__Set exercise a__. In the text on vision and strategy, when does the writer still think the year begins?

__Excerpted passage__.
——————
The difference between vision and strategy and why it matters

When do you think the new year starts? It’s not a trick question, I know that 1st January is the start of the calendar year. But maybe it’s because I spent so many years in education, I still think the year begins with the start of the Autumn term. It always seemed that the slate had been wiped clean after the summer exams, and the start of the new year was the perfect opportunity to hit reset – to build on strengths and work on shortcomings.

So, to follow that logic, if July is the end of the previous year and September is the start of the new one, what is August? It is the primary month of the summer holidays, a time of rest and recovery. It is also the perfect time to pause for breath, take stock of where you are at – personally and professionally – and dream about your most important strategic initiatives for the coming year.

Why dream? 

One of the things I have noticed over the many years I have been working with individuals and teams across multiple businesses is that people don’t know how to do meaningful, long-term strategic planning work. Some of the most frustrating meetings I have been in were billed as “strategy sessions”, which, all too often, would get bogged down in minutiae because there was no underlying sense of direction or purpose to guide the process of strategic thinking. 

That’s why I think it’s most important to start with a dream, or if you prefer, a vision of the future that you are trying to bring to life. A vision provides the clarity you need – the ‘why’ and the ‘what’ – to inform the ‘how.’ All the strategic initiatives you will employ to make your dream a reality. An effective way to tap into the power of your imagination is to undertake a guided visioning exercise that can transport you from your current reality into a vividly imagined, desired future state. 

“A dreamer can only find his way by moonlight, and his punishment is that he sees the dawn before the rest of the world.”

Oscar Wilde

Train like an athlete!
——————
__Data supplied__.

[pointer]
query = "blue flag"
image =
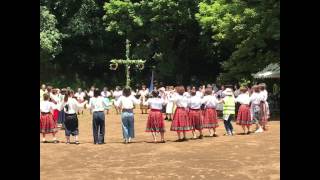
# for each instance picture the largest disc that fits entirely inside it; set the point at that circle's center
(151, 83)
——————
__Set exercise b__. Write out every row above again, requests included, and multiply each point coordinate in the answers by 2.45, rounding to whole numbers with halves going up. Leave the pictures out.

__Exercise result a__. With the start of the Autumn term.

__Exercise result b__.
[pointer]
query = "blue flag"
image =
# for each instance picture the largest disc that fits entirely inside it; set the point at that circle's center
(370, 203)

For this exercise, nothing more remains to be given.